# Material provided
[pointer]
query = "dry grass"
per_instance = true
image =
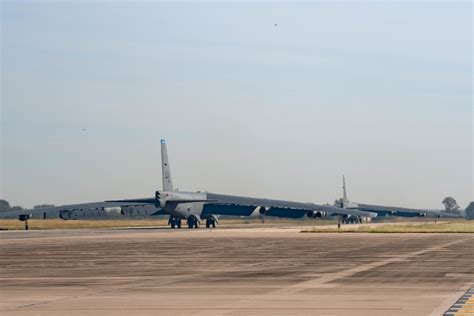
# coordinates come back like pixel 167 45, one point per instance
pixel 40 224
pixel 458 226
pixel 13 224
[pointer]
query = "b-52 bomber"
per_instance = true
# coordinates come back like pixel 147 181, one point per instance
pixel 194 207
pixel 382 210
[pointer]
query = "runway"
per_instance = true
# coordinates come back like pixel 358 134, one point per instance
pixel 254 271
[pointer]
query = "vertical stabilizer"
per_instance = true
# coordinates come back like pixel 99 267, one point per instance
pixel 165 168
pixel 344 197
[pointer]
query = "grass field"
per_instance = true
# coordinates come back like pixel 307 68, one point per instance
pixel 40 224
pixel 455 226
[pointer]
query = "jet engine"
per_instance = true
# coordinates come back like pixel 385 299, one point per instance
pixel 315 214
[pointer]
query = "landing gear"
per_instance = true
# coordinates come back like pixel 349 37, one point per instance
pixel 193 222
pixel 211 222
pixel 174 222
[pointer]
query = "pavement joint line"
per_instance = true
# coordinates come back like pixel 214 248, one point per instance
pixel 462 306
pixel 331 277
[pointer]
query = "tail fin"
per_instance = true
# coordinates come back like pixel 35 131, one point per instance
pixel 165 168
pixel 344 197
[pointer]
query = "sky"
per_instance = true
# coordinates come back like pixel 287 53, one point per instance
pixel 275 100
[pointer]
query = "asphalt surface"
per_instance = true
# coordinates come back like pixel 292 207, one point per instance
pixel 255 271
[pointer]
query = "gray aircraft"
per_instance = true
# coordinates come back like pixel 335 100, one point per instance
pixel 388 210
pixel 196 207
pixel 192 207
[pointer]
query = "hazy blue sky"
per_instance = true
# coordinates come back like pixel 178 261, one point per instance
pixel 381 92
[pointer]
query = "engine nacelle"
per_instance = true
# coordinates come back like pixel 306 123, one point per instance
pixel 315 214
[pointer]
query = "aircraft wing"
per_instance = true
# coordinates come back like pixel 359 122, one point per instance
pixel 404 212
pixel 245 206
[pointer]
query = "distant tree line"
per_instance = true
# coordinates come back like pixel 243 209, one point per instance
pixel 6 207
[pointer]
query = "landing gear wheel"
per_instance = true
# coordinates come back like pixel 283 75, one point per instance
pixel 211 222
pixel 193 222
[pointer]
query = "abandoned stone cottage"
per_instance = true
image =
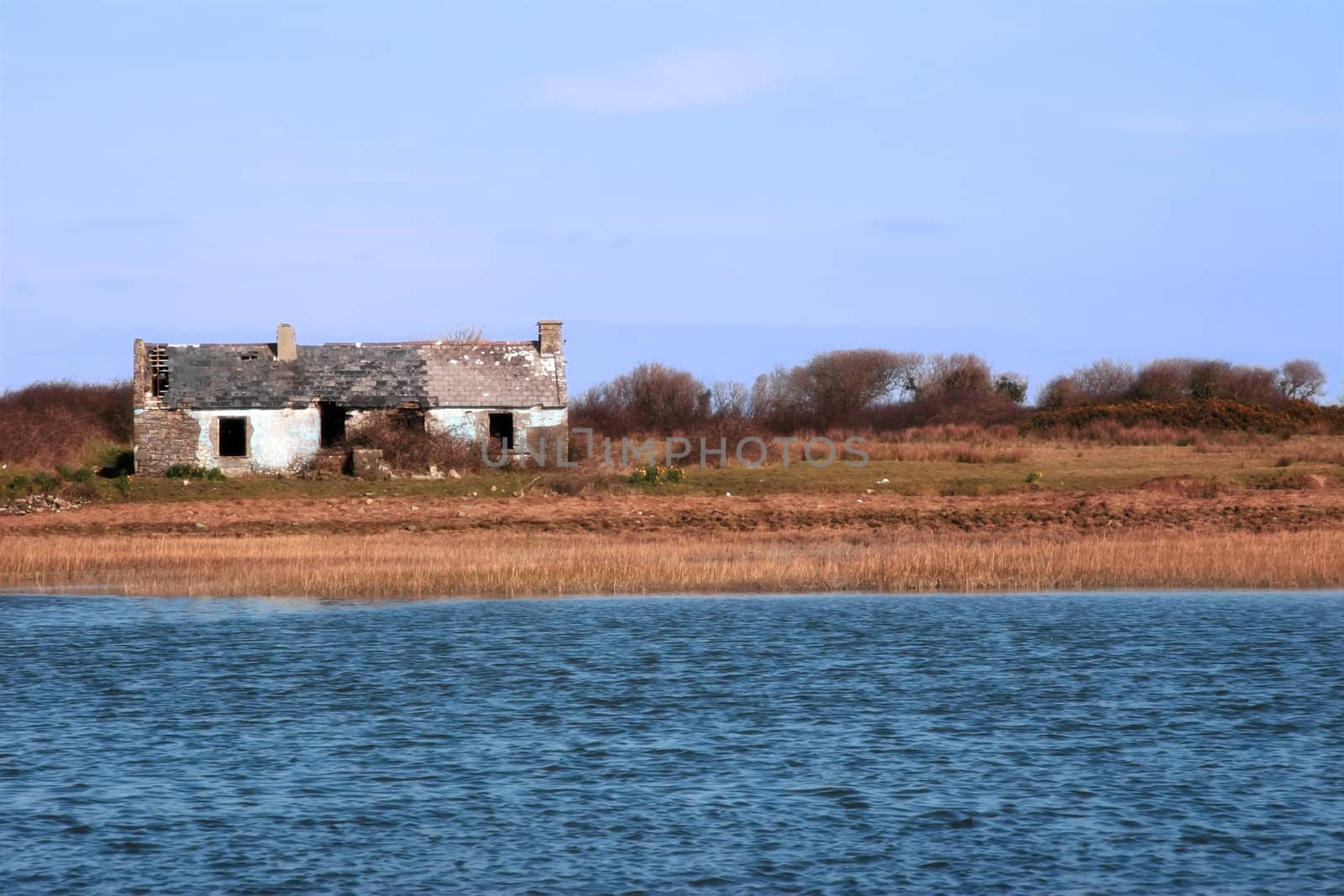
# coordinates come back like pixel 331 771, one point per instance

# What is expected
Return every line of the entries above that contains the string "gear", matching case exactly.

# Right answer
query = "landing gear"
query = "landing gear wheel"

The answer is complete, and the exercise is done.